=== SOURCE MATERIAL ===

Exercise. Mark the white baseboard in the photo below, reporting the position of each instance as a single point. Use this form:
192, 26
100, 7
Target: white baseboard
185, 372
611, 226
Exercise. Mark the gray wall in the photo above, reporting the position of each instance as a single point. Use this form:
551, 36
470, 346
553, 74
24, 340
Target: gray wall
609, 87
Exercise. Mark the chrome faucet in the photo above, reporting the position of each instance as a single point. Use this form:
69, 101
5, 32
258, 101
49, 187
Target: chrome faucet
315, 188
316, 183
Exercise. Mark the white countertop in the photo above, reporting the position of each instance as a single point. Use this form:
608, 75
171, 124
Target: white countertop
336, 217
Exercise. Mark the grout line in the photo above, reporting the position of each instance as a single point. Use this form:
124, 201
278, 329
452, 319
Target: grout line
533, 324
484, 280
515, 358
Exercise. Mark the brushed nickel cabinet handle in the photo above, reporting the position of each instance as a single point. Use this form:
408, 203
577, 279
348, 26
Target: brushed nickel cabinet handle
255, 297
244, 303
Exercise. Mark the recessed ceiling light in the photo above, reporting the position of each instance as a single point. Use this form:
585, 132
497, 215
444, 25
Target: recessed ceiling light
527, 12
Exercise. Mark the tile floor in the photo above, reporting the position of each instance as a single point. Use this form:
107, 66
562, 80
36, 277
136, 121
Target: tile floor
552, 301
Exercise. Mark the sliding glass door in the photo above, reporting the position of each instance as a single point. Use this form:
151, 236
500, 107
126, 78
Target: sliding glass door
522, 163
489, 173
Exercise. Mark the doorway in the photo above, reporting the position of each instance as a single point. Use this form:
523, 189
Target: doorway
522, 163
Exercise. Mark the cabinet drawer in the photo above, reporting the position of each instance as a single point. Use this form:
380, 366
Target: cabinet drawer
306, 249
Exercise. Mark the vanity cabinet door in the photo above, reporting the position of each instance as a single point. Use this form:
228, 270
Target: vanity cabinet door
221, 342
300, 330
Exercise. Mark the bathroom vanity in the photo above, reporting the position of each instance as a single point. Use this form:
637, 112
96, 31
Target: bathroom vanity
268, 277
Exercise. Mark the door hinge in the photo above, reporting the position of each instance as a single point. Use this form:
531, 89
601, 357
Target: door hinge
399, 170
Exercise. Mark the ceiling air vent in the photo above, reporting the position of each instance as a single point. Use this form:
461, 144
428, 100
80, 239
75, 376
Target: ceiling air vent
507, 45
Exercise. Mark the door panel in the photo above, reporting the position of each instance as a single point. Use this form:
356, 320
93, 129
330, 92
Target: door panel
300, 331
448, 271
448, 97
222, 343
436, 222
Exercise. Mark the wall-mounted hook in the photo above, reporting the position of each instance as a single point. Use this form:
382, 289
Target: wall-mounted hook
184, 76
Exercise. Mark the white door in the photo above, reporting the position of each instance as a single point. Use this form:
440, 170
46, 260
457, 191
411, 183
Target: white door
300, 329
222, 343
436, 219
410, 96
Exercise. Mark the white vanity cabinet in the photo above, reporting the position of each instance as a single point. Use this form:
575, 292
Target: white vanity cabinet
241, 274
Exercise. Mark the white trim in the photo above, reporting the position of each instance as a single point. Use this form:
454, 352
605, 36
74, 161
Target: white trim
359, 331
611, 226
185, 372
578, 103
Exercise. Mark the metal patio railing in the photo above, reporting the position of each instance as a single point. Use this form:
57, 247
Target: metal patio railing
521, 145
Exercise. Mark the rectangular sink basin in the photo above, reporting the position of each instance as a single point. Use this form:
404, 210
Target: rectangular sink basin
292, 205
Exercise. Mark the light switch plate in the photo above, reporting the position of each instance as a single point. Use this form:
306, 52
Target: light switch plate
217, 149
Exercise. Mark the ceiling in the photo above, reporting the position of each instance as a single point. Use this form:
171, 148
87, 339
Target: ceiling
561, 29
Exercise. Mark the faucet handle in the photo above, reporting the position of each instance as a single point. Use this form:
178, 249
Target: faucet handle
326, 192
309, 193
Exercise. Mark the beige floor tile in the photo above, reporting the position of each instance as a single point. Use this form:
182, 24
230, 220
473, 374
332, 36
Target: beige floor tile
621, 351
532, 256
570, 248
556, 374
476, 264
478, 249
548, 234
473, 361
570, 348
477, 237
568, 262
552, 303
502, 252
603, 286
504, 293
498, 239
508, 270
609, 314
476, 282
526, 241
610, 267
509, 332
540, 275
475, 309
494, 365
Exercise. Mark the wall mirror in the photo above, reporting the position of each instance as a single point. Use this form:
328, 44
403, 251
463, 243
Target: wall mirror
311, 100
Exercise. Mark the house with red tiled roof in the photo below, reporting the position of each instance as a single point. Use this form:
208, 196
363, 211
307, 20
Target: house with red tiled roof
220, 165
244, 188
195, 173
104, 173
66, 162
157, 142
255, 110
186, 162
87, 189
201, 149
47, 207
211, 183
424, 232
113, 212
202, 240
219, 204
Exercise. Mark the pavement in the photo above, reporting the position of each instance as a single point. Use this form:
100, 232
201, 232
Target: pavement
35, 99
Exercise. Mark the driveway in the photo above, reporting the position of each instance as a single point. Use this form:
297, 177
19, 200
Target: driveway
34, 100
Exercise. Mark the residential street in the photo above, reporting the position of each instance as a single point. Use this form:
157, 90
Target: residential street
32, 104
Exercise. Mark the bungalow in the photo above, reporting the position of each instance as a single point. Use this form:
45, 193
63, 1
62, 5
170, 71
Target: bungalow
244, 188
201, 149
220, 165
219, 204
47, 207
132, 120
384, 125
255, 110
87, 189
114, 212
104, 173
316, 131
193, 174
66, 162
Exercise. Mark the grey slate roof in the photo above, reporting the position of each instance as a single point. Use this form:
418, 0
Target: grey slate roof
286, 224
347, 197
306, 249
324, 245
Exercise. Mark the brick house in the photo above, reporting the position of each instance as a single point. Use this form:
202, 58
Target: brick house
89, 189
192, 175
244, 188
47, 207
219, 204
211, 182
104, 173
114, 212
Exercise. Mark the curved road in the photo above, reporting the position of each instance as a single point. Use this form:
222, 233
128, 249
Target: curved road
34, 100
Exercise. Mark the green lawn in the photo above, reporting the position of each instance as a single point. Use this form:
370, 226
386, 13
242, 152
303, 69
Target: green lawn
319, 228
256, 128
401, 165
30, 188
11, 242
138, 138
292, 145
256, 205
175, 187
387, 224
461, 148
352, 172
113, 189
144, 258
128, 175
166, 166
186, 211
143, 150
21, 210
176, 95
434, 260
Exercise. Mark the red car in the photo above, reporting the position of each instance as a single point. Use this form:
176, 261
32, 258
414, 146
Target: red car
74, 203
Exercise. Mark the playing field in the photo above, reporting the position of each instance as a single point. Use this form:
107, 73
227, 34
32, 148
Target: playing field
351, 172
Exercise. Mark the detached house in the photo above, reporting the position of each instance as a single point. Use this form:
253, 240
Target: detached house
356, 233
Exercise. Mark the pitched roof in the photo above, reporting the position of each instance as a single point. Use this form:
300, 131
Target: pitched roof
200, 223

===
=== SOURCE MATERIAL ===

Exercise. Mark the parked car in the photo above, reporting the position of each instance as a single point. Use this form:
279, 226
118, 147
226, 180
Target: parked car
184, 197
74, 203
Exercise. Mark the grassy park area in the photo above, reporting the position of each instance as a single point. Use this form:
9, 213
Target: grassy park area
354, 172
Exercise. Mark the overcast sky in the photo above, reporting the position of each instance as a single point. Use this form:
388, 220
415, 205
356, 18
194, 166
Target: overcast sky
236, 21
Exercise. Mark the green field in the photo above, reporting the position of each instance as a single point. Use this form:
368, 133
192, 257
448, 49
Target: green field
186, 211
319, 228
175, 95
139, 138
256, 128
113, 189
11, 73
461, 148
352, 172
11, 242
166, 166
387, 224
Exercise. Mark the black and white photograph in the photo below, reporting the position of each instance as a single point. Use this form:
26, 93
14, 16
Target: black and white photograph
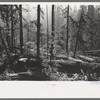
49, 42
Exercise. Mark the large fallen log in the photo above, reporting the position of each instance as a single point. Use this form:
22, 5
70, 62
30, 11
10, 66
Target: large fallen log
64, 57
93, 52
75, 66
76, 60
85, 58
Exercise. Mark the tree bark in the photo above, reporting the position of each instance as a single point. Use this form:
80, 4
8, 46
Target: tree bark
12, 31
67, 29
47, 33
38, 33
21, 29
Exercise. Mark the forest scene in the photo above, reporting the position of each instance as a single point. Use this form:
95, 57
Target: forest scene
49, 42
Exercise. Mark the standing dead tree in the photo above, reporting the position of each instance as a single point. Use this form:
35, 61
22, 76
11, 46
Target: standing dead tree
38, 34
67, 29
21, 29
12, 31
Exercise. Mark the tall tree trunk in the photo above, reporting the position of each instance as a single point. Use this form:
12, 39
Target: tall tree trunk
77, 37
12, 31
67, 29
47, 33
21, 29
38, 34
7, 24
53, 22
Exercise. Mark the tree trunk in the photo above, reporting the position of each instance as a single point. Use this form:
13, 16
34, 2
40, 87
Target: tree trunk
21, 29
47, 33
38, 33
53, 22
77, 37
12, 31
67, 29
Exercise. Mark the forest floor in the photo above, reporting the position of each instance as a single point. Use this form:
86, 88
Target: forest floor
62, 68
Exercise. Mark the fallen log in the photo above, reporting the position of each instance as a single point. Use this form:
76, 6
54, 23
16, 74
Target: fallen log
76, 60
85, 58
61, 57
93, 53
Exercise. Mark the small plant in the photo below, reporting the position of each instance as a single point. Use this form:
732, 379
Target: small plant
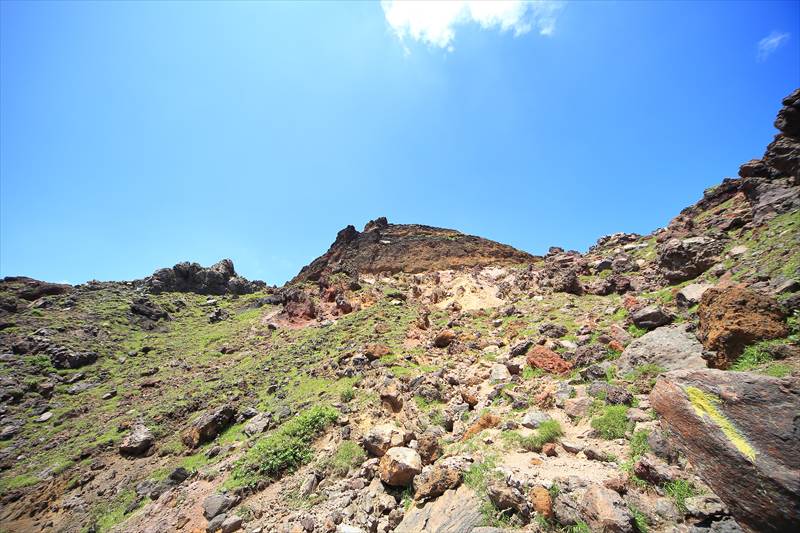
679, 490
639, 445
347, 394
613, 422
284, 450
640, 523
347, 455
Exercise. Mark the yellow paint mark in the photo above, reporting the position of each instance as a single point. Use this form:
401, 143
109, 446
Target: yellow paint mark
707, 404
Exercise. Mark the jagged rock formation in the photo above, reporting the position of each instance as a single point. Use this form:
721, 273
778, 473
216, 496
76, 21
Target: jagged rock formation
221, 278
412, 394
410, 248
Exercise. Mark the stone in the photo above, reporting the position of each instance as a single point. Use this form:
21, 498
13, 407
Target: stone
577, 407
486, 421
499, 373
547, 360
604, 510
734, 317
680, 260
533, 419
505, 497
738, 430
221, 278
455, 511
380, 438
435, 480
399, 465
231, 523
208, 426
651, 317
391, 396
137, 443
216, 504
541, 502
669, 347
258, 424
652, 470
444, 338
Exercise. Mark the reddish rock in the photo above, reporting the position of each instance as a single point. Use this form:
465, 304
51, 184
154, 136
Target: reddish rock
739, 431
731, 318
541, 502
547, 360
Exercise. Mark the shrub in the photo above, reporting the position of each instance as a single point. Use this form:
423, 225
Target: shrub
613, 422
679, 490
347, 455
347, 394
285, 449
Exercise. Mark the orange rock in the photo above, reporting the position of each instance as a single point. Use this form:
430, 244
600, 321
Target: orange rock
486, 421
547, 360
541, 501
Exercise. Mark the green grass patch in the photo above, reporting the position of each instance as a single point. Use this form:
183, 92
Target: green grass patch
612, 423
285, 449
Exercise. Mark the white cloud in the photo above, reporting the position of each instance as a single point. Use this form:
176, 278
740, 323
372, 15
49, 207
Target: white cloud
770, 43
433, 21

===
=== SOURCE MATERIAL ===

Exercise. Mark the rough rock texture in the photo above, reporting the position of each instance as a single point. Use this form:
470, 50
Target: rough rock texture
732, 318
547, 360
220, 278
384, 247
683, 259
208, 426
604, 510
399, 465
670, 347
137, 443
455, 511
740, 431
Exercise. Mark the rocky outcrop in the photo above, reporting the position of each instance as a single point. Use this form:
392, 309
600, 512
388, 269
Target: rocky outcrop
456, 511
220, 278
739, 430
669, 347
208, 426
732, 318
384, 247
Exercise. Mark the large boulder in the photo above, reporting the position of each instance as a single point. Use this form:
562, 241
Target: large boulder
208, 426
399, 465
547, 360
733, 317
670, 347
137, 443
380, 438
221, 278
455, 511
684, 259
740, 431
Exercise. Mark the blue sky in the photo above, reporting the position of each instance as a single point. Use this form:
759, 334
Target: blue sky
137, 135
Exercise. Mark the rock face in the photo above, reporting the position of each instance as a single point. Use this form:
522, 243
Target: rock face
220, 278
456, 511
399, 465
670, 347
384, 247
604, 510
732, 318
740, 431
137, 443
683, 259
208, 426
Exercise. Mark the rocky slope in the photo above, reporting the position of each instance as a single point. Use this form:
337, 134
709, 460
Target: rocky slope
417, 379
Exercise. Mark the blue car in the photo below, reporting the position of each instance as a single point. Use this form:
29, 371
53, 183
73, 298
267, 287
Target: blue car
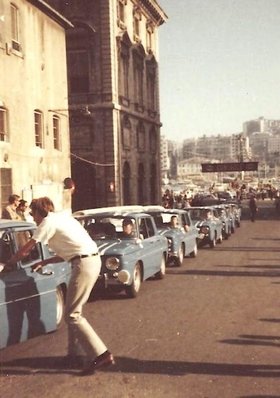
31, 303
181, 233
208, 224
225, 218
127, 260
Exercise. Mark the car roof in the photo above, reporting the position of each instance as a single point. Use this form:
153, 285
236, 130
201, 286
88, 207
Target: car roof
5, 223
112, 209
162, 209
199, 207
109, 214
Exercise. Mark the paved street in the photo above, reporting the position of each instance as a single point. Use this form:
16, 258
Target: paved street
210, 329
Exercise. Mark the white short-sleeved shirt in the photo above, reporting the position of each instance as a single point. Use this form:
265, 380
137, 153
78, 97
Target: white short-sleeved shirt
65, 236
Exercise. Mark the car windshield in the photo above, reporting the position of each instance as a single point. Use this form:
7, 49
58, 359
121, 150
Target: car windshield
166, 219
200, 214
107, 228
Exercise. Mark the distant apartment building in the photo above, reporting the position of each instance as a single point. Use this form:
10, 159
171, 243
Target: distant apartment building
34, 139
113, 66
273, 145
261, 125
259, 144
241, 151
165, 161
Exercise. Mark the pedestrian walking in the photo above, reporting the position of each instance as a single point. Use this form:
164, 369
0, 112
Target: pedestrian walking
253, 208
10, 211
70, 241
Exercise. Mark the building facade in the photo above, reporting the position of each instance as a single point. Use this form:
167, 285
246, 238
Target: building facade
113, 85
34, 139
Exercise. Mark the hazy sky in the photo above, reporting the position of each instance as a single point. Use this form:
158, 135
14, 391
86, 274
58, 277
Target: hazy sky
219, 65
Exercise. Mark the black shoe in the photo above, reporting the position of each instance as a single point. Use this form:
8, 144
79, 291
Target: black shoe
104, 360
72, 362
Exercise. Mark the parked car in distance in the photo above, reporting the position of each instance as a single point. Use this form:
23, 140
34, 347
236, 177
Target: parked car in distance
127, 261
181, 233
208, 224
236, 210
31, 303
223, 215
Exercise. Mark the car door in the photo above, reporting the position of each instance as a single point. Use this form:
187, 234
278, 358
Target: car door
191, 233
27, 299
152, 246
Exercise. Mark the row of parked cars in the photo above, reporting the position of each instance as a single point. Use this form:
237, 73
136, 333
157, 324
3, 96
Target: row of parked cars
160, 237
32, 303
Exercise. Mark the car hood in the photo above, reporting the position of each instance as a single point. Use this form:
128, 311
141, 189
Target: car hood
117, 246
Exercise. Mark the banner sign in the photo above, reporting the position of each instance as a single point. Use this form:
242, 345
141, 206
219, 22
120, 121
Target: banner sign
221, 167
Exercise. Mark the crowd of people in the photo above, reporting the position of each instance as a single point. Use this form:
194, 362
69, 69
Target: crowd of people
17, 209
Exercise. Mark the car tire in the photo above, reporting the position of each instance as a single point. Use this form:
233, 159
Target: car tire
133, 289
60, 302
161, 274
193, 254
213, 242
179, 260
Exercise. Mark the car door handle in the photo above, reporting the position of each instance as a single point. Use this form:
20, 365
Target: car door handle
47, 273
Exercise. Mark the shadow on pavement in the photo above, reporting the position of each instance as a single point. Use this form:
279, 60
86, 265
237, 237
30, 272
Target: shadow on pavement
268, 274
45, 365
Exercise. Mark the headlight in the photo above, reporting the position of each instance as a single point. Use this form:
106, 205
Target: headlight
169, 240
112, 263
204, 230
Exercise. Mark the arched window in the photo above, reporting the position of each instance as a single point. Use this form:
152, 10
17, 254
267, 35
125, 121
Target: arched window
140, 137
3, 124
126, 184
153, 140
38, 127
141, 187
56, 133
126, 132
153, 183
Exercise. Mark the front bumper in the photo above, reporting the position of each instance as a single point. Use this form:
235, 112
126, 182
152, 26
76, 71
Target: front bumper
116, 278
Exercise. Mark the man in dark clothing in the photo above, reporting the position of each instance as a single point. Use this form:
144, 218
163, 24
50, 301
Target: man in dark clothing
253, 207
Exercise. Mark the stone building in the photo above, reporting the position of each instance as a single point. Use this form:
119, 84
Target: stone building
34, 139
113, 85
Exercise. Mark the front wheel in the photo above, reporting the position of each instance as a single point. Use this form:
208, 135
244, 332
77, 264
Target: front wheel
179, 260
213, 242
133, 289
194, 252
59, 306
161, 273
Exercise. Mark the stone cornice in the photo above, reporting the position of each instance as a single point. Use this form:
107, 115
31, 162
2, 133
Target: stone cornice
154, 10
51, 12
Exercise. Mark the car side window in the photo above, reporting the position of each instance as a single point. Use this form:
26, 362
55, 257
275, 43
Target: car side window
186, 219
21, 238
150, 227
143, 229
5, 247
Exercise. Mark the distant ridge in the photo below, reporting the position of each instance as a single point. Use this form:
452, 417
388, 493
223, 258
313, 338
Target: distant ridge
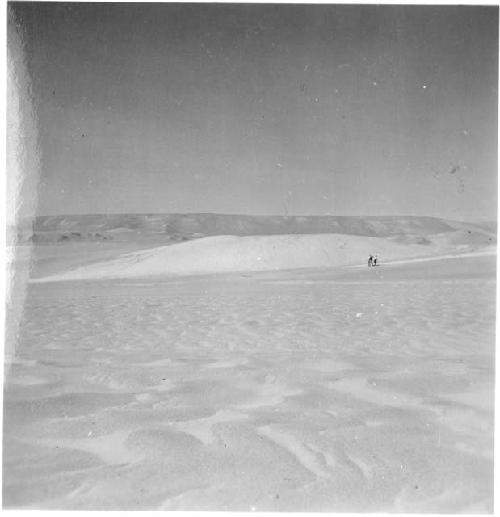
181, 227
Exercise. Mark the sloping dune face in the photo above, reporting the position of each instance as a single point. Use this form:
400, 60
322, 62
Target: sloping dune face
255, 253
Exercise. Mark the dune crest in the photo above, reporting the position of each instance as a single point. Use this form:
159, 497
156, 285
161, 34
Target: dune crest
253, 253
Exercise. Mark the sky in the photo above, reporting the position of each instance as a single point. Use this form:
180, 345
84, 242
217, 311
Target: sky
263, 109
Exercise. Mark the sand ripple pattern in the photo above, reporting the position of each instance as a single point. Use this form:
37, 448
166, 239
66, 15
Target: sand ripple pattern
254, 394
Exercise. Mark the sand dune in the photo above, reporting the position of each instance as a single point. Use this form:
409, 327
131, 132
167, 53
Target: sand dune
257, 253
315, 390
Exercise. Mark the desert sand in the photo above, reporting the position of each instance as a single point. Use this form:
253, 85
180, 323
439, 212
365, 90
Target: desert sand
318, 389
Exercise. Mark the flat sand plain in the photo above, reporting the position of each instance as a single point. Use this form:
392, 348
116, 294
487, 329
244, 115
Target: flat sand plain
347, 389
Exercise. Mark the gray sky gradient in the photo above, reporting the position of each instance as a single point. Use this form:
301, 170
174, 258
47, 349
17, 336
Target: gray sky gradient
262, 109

===

WHAT IS NEEDED: Collect every line of the material above that contains the string "forest". Case counts.

COMPLETE OUTPUT:
Exercise. Mark the forest scene in the photo above, reporting the position of each instance as a single point. Use this form:
Target: forest scene
Exercise. Mark the forest floor in the photo above, reporting the position of each instance as a single point. Use this form:
Target: forest floor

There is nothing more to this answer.